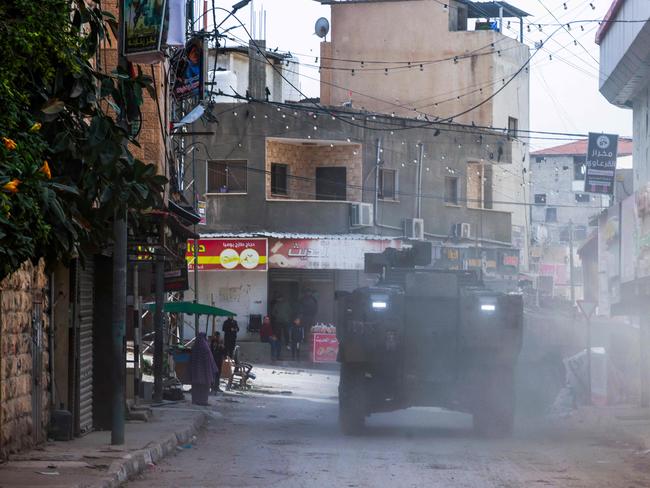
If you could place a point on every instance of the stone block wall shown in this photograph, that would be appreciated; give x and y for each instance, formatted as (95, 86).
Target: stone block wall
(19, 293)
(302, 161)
---
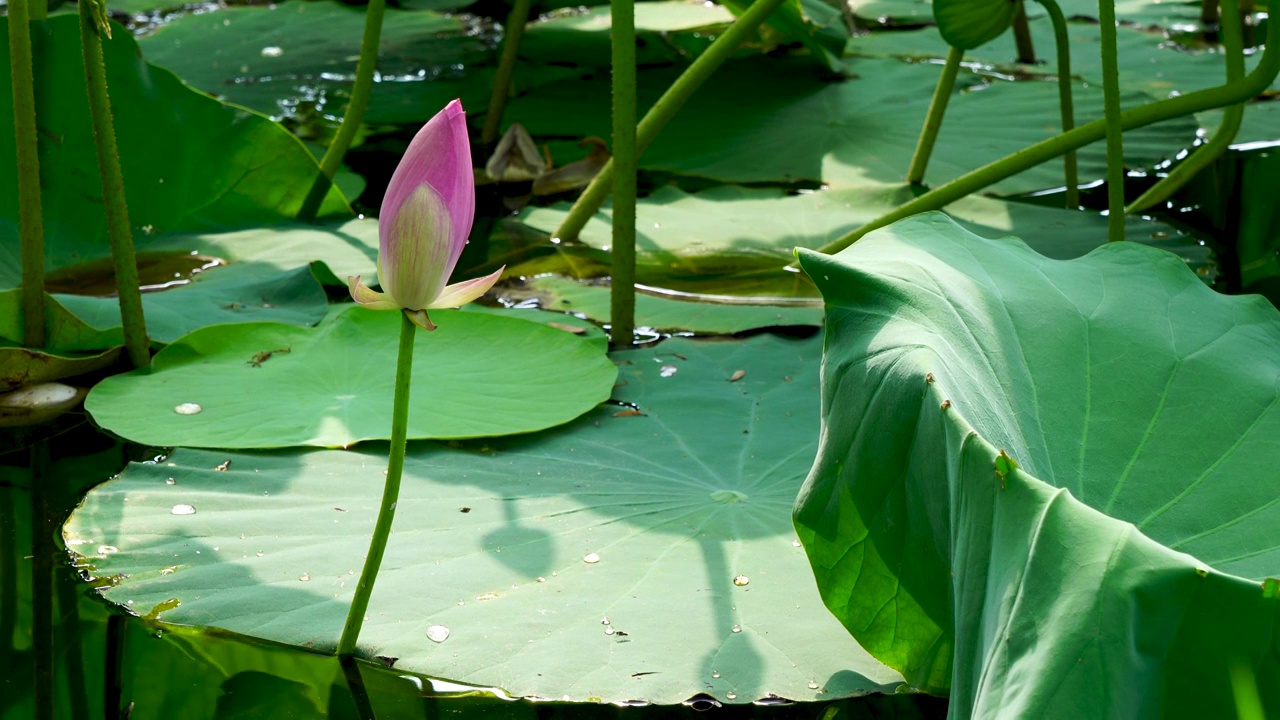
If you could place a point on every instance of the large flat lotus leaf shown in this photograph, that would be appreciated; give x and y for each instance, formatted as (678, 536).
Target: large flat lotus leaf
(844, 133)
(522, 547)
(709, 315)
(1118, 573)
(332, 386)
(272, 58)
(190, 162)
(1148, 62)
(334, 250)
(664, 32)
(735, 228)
...
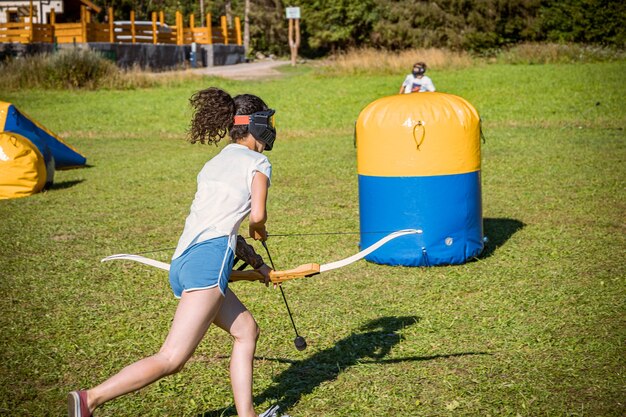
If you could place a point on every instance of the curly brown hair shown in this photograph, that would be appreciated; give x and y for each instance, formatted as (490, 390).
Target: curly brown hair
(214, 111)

What you should do = How many lines in the items above contain the word "photograph"? Give only the number.

Response for this exercise = 3